**Direction**
Rewrite the Lynn Fontanne passage from "Despite living in" to "late in life.", putting "Kennedy Center Honors recipient" in place of "Kennedy Center honoree".

**Article**
· · · ·

Lynn Fontanne (6 December 1887 – 30 July 1983) was a British actress and major stage star in the United States for over 40 years, who with her husband Alfred Lunt was part of the most acclaimed acting team in the history of the American theater.

Despite living in the U.S. for over 60 years, she never relinquished her British citizenship. She and her husband shared a special Tony Award in 1970. She also won an Emmy award in 1965, and was a Kennedy Center honoree very late in life.

Contents

Career

Born Lillie Louise Fontanne in Woodford, United Kingdom, Fontanne first drew popular acclaim in 1921 playing the cliché-spouting title role in the George S. Kaufman-Marc Connelly's farce Dulcy. Dorothy Parker memorialized her performance in verse:

Dulcy, take our gratitude, / All your words are golden ones. / Mistress of the platitude, / Queen of all the old ones. / You, at last, are something new / ’Neath the theatre’s dome. I’d / Mention to the cosmos, you / Swing a wicked bromide. ...[1]

She soon became celebrated for her skill as an actress in high comedy, excelling in witty roles written for her by Noël Coward, S. N. Behrman and Robert Sherwood. Fontanne's flair for elegant romantic comedy is often credited with creating a new style of dramatic heroine and an inspiration and influence on later screen actresses like Claudette Colbert, Myrna Loy, and Carole Lombard who brought the rhythm to their screen performances.

By contrast, Fontanne enjoyed one of the greatest critical successes of her career as Nina Leeds, the desperate heroine of Eugene O'Neill's nine-act drama, Strange Interlude.

From the late 1920s on, Fontanne acted exclusively in vehicles also starring her husband. Among their greatest theater triumphs were Design for Living (1933), The Taming of the Shrew (1935-1936), Idiot's Delight (1936), There Shall Be No Night (1940), and Quadrille (1952). Design for Living, which Noel Coward wrote expressly for himself and the Lunts, was so risqué, with its theme of bisexuality and a ménage à trois, that Coward premiered it in New York, knowing that it would not survive the censor in London. The Lunts remained highly active on the stage until retiring in 1960. Fontanne was nominated for a Best Actress Tony for one of her last stage roles, in The Visit (1959).

· · · ·

**Source excerpt**
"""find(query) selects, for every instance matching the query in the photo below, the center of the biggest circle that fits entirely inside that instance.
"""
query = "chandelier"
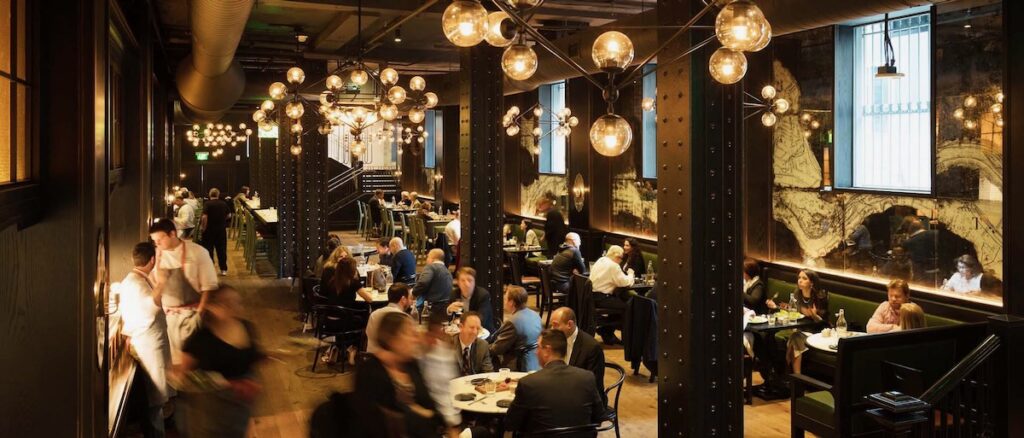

· · · ·

**The response**
Despite living in the U.S. for over 60 years, she never relinquished her British citizenship. She and her husband shared a special Tony Award in 1970. She also won an Emmy award in 1965, and was a Kennedy Center Honors recipient very late in life.